▶ [TEXT]
++++

Your New Laptop Is a Copilot+ PC. What Does This Mean?


The new key, marked with a twisting ribbon logo, brings up Microsoft’s AI assistant Copilot.

Copilot is Microsoft’s generative AI assistant, which is powered by OpenAI GPT-4 and uses DALL-E3 to generate images.

You can ask it questions, have it generate text or images, use it to summarize documents and web pages, and instruct it to perform some tasks in Windows. You can also use Copilot online or in a mobile app.

Microsoft is requiring laptop makers that ship devices with Windows 11 and specific hardware to include the new Copilot key on their keyboards.

Last week, the company announced that new laptops called Copilot+ PCs will be released beginning June 18. Those computers, made by the likes of Dell, HP, and others, alongside Microsoft’s own new Surface Laptop, are made with specific hardware for enhanced AI features that run directly on the laptop. All will have a new Copilot button on the keyboard.

++++

▶ [ENTRIES SUPPLIED]
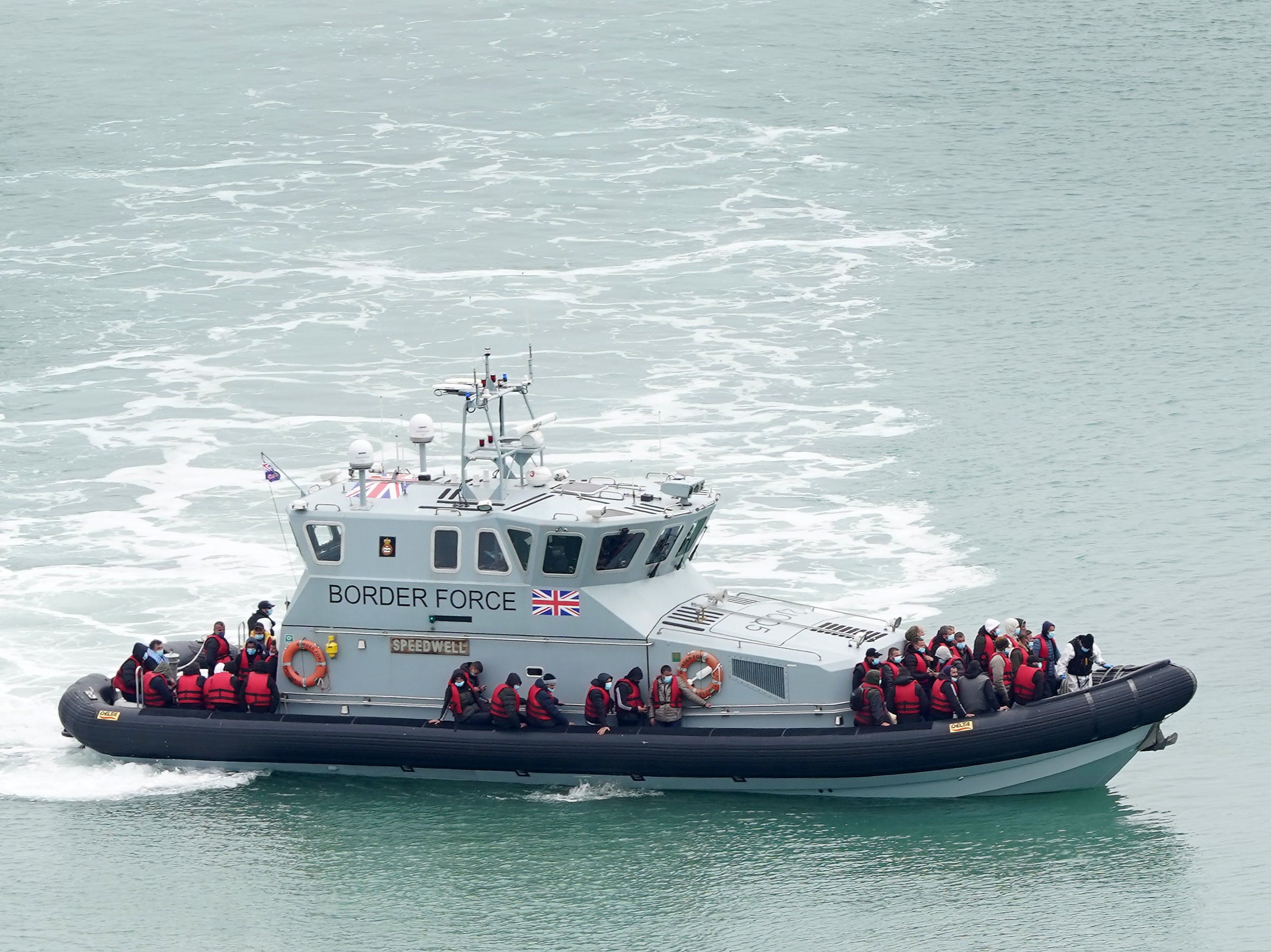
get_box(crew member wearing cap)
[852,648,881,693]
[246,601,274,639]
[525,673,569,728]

++++

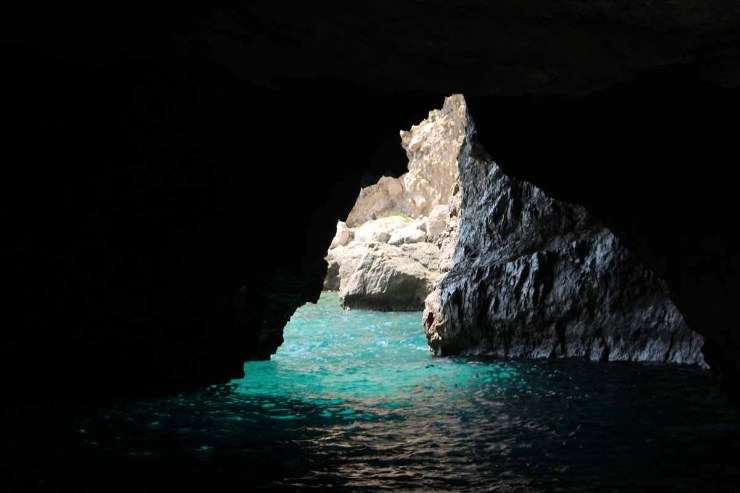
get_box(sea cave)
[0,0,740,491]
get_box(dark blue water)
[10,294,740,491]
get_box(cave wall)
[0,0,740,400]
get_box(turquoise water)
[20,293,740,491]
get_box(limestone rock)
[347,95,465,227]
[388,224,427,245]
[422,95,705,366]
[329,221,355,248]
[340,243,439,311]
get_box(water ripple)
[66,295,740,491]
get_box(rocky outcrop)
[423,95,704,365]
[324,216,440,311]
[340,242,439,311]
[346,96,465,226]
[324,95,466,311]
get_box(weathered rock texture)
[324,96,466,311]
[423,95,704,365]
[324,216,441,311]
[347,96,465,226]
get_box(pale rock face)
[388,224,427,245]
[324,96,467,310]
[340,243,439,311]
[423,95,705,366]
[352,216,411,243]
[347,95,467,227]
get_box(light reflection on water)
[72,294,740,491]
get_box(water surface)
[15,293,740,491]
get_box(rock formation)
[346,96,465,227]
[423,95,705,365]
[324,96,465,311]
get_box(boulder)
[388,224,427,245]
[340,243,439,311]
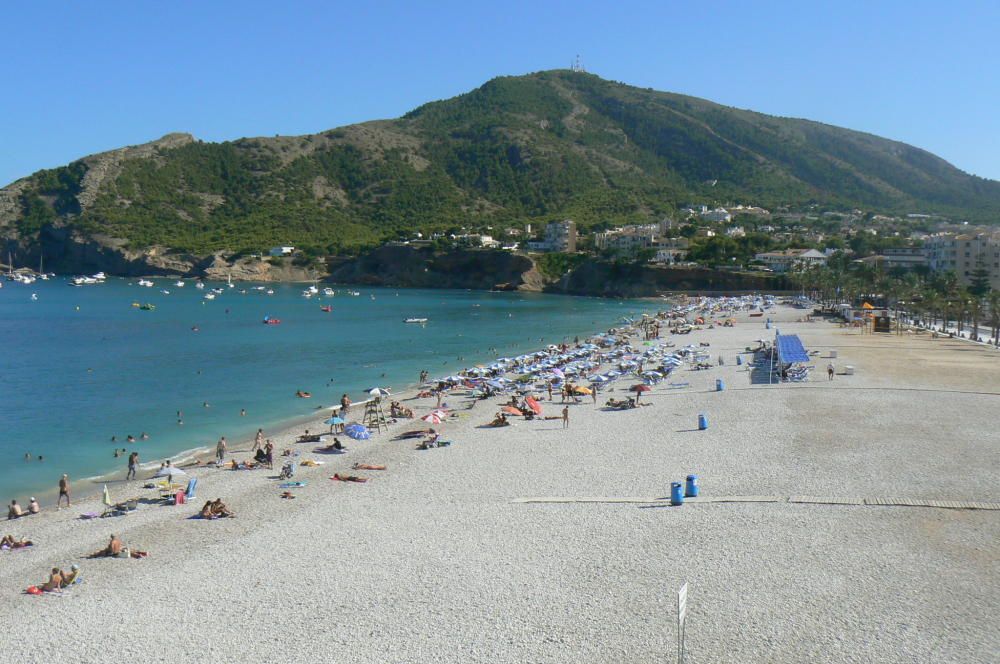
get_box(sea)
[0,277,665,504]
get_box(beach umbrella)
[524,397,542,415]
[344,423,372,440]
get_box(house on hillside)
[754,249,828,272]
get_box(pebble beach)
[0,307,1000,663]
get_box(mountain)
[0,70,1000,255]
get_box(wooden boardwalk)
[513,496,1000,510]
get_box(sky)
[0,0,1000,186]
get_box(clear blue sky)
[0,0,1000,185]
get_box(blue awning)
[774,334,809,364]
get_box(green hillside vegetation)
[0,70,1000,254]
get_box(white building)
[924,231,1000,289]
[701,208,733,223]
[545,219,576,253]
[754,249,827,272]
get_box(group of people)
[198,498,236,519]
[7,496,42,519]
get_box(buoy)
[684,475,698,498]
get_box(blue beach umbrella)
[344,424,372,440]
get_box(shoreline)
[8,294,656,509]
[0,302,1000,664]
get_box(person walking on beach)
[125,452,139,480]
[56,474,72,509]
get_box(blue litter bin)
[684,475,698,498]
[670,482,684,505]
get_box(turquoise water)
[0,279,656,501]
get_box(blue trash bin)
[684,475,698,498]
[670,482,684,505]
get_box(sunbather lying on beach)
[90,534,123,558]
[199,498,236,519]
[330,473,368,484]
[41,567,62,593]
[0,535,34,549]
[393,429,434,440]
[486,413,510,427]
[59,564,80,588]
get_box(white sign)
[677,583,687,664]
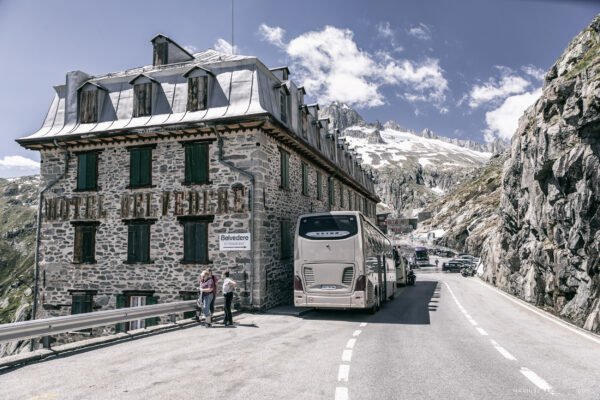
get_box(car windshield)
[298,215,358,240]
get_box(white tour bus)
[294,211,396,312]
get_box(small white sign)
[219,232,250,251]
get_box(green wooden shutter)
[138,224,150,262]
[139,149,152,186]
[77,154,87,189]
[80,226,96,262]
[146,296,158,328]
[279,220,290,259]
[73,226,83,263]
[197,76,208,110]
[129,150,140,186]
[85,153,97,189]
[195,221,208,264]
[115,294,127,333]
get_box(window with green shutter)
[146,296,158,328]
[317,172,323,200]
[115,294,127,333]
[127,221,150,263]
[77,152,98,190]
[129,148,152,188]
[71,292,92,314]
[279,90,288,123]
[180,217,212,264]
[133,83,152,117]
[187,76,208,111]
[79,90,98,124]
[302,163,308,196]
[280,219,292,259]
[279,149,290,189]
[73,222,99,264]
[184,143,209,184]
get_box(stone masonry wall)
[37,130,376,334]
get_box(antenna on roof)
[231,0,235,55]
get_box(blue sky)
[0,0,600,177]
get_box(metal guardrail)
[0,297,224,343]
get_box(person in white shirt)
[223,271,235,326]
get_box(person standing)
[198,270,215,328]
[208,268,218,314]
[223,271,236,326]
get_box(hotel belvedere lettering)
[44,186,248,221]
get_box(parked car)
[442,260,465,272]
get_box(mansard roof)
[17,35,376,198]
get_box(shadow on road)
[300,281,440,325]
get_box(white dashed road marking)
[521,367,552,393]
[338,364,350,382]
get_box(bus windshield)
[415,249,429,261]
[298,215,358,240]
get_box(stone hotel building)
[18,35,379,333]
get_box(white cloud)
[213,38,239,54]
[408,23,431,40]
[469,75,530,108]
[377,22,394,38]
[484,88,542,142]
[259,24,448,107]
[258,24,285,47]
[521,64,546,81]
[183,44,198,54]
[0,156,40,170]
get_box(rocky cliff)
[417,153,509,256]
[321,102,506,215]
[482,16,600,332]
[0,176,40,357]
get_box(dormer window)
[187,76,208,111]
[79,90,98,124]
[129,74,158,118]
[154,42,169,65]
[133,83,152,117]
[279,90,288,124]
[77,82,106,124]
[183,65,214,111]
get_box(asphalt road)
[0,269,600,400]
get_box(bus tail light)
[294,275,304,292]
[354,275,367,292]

++++

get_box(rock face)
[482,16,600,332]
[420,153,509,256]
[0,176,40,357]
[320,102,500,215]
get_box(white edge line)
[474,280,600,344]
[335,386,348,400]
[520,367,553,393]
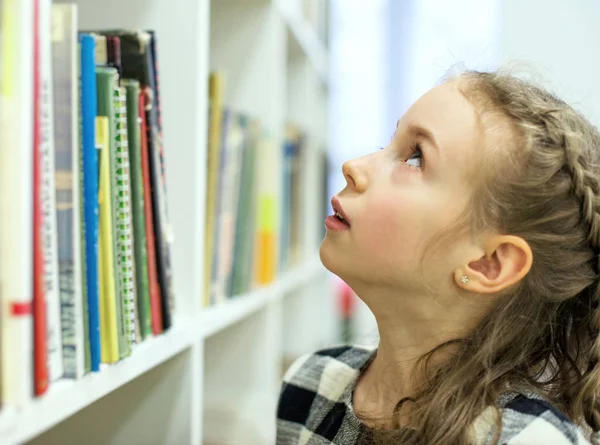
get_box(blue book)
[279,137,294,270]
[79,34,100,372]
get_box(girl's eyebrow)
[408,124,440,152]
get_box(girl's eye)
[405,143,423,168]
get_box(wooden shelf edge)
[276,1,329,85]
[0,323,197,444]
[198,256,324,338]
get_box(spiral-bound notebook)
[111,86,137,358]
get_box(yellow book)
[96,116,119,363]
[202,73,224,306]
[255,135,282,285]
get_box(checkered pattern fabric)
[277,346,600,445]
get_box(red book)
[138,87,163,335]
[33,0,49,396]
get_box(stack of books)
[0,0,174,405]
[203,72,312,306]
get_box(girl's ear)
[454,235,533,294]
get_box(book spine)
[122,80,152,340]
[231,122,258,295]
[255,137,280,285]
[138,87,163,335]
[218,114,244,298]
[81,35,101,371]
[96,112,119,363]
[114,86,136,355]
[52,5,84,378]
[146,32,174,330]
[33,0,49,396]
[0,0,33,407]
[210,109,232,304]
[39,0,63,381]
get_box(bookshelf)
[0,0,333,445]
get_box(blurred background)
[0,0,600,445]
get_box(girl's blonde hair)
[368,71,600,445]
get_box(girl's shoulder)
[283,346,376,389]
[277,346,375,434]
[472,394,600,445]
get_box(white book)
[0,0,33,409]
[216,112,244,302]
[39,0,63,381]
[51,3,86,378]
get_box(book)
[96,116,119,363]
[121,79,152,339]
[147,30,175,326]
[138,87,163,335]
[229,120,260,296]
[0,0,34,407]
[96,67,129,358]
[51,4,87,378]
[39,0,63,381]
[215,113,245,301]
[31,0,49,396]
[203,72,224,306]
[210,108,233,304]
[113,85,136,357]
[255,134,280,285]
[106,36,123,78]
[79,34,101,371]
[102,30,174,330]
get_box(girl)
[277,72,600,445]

++++

▶ [TASK TO COMPLETE]
Copy out the entire Copilot+ PC article word for word. Please rely only on the Copilot+ PC article for what comes next, not on the listing.

▶ [TASK RESPONSE]
Your New Laptop Is a Copilot+ PC. What Does This Mean?


The new key, marked with a twisting ribbon logo, brings up Microsoft’s AI assistant Copilot.

Copilot is Microsoft’s generative AI assistant, which is powered by OpenAI GPT-4 and uses DALL-E3 to generate images.

You can ask it questions, have it generate text or images, use it to summarize documents and web pages, and instruct it to perform some tasks in Windows. You can also use Copilot online or in a mobile app.

Microsoft is requiring laptop makers that ship devices with Windows 11 and specific hardware to include the new Copilot key on their keyboards.

Last week, the company announced that new laptops called Copilot+ PCs will be released beginning June 18. Those computers, made by the likes of Dell, HP, and others, alongside Microsoft’s own new Surface Laptop, are made with specific hardware for enhanced AI features that run directly on the laptop. All will have a new Copilot button on the keyboard.